BRIEF: Render the entries below as a two-column CSV with the headers entry_text and answer, giving one row per entry. Place each entry's text and its answer in a single quoted field, with every line break replaced by a space.

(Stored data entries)
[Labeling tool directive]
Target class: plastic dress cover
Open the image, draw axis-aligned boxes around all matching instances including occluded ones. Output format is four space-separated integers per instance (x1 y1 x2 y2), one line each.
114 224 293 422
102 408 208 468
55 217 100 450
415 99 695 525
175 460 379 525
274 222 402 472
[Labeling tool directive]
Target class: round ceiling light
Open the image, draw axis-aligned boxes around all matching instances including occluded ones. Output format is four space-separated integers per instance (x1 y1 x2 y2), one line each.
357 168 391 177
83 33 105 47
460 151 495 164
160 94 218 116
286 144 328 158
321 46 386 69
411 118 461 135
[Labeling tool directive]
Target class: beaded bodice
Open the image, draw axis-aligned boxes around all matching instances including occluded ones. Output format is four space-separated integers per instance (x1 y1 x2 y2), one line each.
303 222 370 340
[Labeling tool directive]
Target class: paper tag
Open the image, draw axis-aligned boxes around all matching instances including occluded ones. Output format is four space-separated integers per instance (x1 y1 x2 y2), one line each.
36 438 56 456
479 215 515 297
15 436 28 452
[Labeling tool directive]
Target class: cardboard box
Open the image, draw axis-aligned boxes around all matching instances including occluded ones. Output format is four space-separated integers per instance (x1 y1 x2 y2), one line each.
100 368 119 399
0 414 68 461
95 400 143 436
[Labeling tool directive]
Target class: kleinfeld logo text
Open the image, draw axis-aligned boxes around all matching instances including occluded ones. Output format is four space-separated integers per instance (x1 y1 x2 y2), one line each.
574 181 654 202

THE REPLY:
entry_text,answer
"[Labeling tool directive] Target class: plastic dress cover Open the image, draw axis-aligned boxes around all matching instances including occluded ones. Output format is four space-separated integers per instance (x1 y1 x2 y2), one line each.","114 224 293 422 102 408 208 468 55 217 100 450 415 99 695 525 175 460 379 525 274 222 402 472"
"[Labeling tool directive] Target class: round ceiling light Open the image, draw axis-aligned boxes around all matching instances including occluded ones. Output format is four space-separated integers per instance (x1 y1 x2 y2), one line each.","357 168 391 177 83 33 105 47 460 151 495 164 160 94 218 116 286 144 328 158 321 46 386 69 411 118 461 135"
"[Labeling tool directive] Target class: beaded bodice Open the image, draw axis-aligned boxes around all matching instances including occluded ones. Output format is four space-separated integers per instance (x1 y1 x2 y2), one line each.","303 222 370 340"
"[Labeling tool directive] Target class: paper tag Open the image, draw axis-aligned boxes around all matching instances including occluded ones. Output format is four space-separated integers per instance (x1 y1 x2 y2), one line each.","36 438 56 456 479 215 515 297 15 436 28 452"
"[Labeling tool directive] Target class: cardboard box Open the image, draw axis-aligned boxes around all matching instances including occluded ones. Output format is four space-separated integers per instance (x1 y1 x2 y2), one line each.","100 368 119 399 0 414 68 461 95 400 143 436"
"[Labeling tool directive] Target class: kleinfeld logo text Open the image, draw axis-aligned boxes around all matching instances including occluded ones. Output format is four space-separated integers per instance (x1 y1 x2 y2), one line each.","574 181 654 202"